**Task statement**
From the draft agenda note below, list each body or institution it names with a capitalized name, giving each only once.

**Provided passage**
>> Start
Brussels, 25 Feb 2003
According to the Seville European Council Conclusions the General Affairs and External Relations Council, acting on a presidency proposal, shall draw up an annotated draft agenda at least four weeks before the meeting of the European Council.
The Presidency accordingly submits the following annotated draft agenda, which sets out the main items it expects the European Council to address in connection with the Lisbon Strategy. It draws on the Commission's Spring Report, which has reviewed progress made towards the Lisbon goals and suggested policy orientations. Work on many of those questions has already been or will shortly be carried out in the various Council configurations concerned and the Presidency will, as appropriate, draw on the outcome of that work when fleshing out these elements into a set of conclusions for the European Council.
A revised annotated draft agenda will be submitted to the meeting of the GAERC immediately preceding the European Council.
I. The Lisbon Strategy of economic, social and environmental renewal in Europe
[p.m. Œ International situation]
The European Council will also hear a progress report on work in the European Convention from its President, Mr. Valéry Giscard d'Estaing.
>> End
Records excerpted from a collection
>> Start
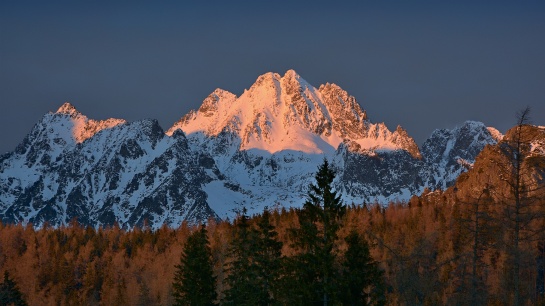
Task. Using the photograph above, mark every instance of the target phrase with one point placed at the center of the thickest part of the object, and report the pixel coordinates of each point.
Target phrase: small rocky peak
(265, 80)
(67, 109)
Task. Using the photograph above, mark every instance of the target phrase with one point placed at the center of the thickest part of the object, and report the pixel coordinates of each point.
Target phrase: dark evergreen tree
(194, 282)
(242, 274)
(362, 278)
(254, 268)
(9, 292)
(314, 268)
(267, 260)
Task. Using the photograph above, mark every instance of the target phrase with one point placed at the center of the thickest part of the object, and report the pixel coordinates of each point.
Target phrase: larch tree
(521, 215)
(362, 278)
(194, 282)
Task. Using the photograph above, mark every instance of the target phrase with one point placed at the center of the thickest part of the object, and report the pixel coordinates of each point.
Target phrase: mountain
(259, 149)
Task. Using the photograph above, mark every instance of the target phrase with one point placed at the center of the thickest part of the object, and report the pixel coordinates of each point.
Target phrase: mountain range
(259, 149)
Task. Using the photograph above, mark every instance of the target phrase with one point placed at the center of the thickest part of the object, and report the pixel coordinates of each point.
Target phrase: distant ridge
(259, 149)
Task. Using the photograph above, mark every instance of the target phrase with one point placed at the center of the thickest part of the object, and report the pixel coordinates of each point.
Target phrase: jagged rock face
(259, 149)
(493, 167)
(287, 113)
(448, 153)
(129, 174)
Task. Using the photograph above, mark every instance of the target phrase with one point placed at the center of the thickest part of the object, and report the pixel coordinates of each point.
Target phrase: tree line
(481, 242)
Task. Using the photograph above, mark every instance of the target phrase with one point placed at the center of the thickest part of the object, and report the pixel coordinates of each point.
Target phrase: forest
(480, 242)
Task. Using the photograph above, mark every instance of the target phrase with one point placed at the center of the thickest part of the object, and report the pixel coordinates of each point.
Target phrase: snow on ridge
(287, 113)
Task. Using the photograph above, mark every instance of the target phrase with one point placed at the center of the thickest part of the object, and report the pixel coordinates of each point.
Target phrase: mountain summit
(285, 112)
(260, 149)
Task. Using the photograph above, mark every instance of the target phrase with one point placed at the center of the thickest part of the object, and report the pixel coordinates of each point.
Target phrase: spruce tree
(319, 220)
(268, 260)
(242, 275)
(9, 292)
(194, 282)
(254, 268)
(362, 278)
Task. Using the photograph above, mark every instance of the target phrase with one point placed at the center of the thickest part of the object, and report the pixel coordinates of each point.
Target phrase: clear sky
(421, 64)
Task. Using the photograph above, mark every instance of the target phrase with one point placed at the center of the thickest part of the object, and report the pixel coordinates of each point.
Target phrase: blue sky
(421, 64)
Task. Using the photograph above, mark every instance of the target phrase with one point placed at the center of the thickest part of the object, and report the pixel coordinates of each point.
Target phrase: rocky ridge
(259, 149)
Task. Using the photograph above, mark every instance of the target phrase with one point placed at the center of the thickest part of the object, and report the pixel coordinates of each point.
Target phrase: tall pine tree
(194, 281)
(240, 269)
(254, 269)
(9, 292)
(319, 221)
(362, 278)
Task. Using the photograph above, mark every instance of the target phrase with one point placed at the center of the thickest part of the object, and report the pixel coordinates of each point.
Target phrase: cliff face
(259, 149)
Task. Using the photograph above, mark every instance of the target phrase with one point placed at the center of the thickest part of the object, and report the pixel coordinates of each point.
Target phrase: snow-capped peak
(287, 113)
(69, 123)
(67, 108)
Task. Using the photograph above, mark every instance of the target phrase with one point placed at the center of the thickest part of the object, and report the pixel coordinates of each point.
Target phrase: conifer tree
(362, 278)
(242, 275)
(9, 292)
(194, 282)
(255, 263)
(319, 220)
(267, 260)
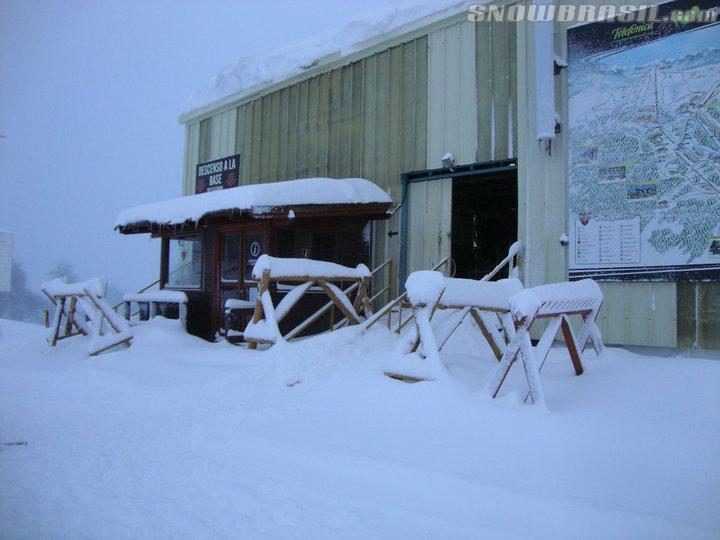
>> End
**Written response**
- General Affairs and External Relations Council (GAERC)
- European Council
- Presidency
- Commission
- European Convention